» LIST OF TASKS
- A) Retype the part of the forum thread on landrace cannabis between "Also, as a matter" and "to big cities.", inclusive.
- B) In the forum thread on landrace cannabis, what success rate did the grower friend get with the seeds found under the chair cushion?
- C) Carry on the forum thread on landrace cannabis from the point where it stops.

» TEXT UNDER STUDY
◇ ◇ ◇

Regarding viability, I found a plastic container full of seeds I bred around 1993 that had been under a chair cushion for 12-13 years. I gave them to a grower friend, since I wasn't growing at the time, and he got around 50% success with them (mostly Skunk #1 x Big Bud, and pure Big Bud).


----------



## Jogro (Jun 3, 2013)

> Yeah, you said it yourself, clone only doesn't exemplify every strain.


These "clone" onlys aren't even really "strains" in any real sense of the term. They're just exceptional individual hybrid plants.



althor said:


> Another really huge thing is handling. By the time some bud gets from Columbia to the USA in the 70's you can bet your bottom dollar it had gone through hell in a hand basket. Yes it was still much better than the brick, but once again it was mistreated for thousands of miles. Sure, there are plenty of landrace strains with plenty of potential but they were far from maximized.


Well to be clear, my understanding is that almost all of the Columbian import WAS bricked. It was mostly bud with little stems and ceeds, but bricked nevertheless. By itself bricking isn't terribly harmful to buds, it actually tends to protect them from oxidation and humidity. The main thing is how/when they're bricked (ie are they properly cured first?) and what happens to them along the way AFTER they've been bricked. 

So along those lines, on preservation, I think this really depends a lot on the shipment in question. Remember this was in the pre-border, pre-TSA era when it was still possible and commercially viable to smuggle things in quantity via ship or even prop plane. Stuff that was high quality and expensive was undoubtedly treated well, not like cheap pennies a pound schwagg, and imported and distributed fairly quickly. 

Also, as a matter of record, if you're really talking about the best of the best landraces, very limited amounts of these ever really made it into the USA, compared to literal tons of schwagg-quality Mexican. Shipments of the really good stuff were probably earmarked and sold before they even arrived. 

Panama Red, for example, was only really imported into the USA for a few years, and even then in limited quantity. Most of the country never saw ANY of it; it was virtually mythical. The Columbian did get here in more quantity, but it was also only for a relatively short time period of a few years. But most of these nice landraces were localized to big cities. 



> My uncle and father (on my father's 10 acres) grew Columbian Gold and "red hair sinse" (panama red) throughout the 70's and 80's.


Well, consider that Columbia literally crosses the equator and Panama is only a few degrees to its North. That means even in dead of winter, you don't get less than 11 hours per day of sunlight there.

◇ ◇ ◇

» Saved data entries

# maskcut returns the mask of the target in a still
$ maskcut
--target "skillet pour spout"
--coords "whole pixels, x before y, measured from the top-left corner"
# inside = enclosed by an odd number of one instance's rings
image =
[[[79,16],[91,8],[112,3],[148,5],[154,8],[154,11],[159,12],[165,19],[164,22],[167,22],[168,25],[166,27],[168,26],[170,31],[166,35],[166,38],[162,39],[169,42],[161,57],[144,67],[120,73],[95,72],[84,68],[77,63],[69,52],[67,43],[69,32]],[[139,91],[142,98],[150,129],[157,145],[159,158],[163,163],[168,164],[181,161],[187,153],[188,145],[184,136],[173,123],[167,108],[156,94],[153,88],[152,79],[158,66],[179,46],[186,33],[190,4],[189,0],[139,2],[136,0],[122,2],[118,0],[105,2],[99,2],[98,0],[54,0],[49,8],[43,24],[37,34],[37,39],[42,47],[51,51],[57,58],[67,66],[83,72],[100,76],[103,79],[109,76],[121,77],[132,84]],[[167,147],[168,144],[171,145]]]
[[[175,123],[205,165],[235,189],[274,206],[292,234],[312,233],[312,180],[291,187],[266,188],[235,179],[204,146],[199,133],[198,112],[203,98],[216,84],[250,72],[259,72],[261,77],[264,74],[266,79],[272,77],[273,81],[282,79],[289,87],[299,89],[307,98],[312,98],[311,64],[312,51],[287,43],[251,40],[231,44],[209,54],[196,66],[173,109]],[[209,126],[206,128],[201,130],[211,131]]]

◇ ◇ ◇

» ANSWERS FOR THE TASKS
- A)
Also, as a matter of record, if you're really talking about the best of the best landraces, very limited amounts of these ever really made it into the USA, compared to literal tons of schwagg-quality Mexican. Shipments of the really good stuff were probably earmarked and sold before they even arrived. 

Panama Red, for example, was only really imported into the USA for a few years, and even then in limited quantity. Most of the country never saw ANY of it; it was virtually mythical. The Columbian did get here in more quantity, but it was also only for a relatively short time period of a few years. But most of these nice landraces were localized to big cities.

- B) Around 50%.

- C)
As a strain, Columbian Gold/Santa Marta is an equatorial sativa that takes 18-22 weeks to finish properly. In most of the USA frost comes long before the plants are done, and there is NO part of the USA that has the appropriate 11 hour winter light cycles the plant "needs" to finish up in winter. The same is true of Panama Red/Punto Roja, though I think that one finishes a little faster. 

Also consider that in the Columbian highlands, the temp stays typically stays between 62 and 75F 24-7-365. There may be a few parts of the USA where that is true (eg Hawaii, which is known for its own awesome buds), but so far as I know, there is nowhere outdoors in the continental USA where you have those temps and the same light cycle as near the equator. 

So with due respect, unless your dad and uncle were growing it in the Columbian highlands or elsewhere in elevated Central/South America, they probably weren't really realizing the full genetic potential of the plants in question, and its more than likely that their results simply didn't stack up to the best native- outdoor-grown stuff. 

That aside, I don't mean to quibble here.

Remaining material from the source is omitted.